::: Exercise data :::

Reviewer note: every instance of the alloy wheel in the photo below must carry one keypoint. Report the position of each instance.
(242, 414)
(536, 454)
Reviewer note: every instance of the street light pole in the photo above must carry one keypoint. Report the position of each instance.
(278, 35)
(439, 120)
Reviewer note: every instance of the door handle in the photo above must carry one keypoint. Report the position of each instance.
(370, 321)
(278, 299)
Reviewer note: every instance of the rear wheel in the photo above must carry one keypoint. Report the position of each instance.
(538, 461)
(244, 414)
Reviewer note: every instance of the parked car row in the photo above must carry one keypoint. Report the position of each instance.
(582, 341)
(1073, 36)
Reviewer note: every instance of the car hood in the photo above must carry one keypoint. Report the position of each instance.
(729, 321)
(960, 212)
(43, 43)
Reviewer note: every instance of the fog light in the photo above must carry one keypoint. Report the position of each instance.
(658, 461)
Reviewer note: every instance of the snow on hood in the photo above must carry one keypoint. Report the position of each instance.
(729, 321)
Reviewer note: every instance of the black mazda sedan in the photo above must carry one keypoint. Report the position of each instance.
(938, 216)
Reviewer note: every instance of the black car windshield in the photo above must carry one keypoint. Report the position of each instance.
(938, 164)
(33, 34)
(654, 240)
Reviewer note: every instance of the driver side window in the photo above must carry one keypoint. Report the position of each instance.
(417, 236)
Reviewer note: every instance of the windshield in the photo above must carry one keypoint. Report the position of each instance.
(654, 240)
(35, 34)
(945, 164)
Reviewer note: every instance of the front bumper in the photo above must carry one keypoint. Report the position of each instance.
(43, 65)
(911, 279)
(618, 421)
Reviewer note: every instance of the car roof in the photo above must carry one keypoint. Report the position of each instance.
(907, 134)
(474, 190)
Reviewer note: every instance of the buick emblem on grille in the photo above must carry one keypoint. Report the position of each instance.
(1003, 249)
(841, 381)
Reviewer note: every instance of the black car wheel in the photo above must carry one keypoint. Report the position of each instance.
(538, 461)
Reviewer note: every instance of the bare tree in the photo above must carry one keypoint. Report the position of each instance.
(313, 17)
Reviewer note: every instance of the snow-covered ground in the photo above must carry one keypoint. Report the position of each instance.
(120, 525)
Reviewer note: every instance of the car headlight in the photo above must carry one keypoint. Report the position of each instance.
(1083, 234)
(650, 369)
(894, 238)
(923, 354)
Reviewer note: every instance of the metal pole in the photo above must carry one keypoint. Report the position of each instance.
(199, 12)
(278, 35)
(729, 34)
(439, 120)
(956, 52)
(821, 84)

:::

### Problem
From the line containing "Reviewer note: every instance of the metal" down to the last line of the data above, copy every line exactly; leave out all other lines.

### Response area
Reviewer note: every instance of the metal pole in the photo above must carry one keypoint. Report the position of each instance.
(199, 12)
(278, 35)
(729, 34)
(439, 120)
(956, 52)
(821, 84)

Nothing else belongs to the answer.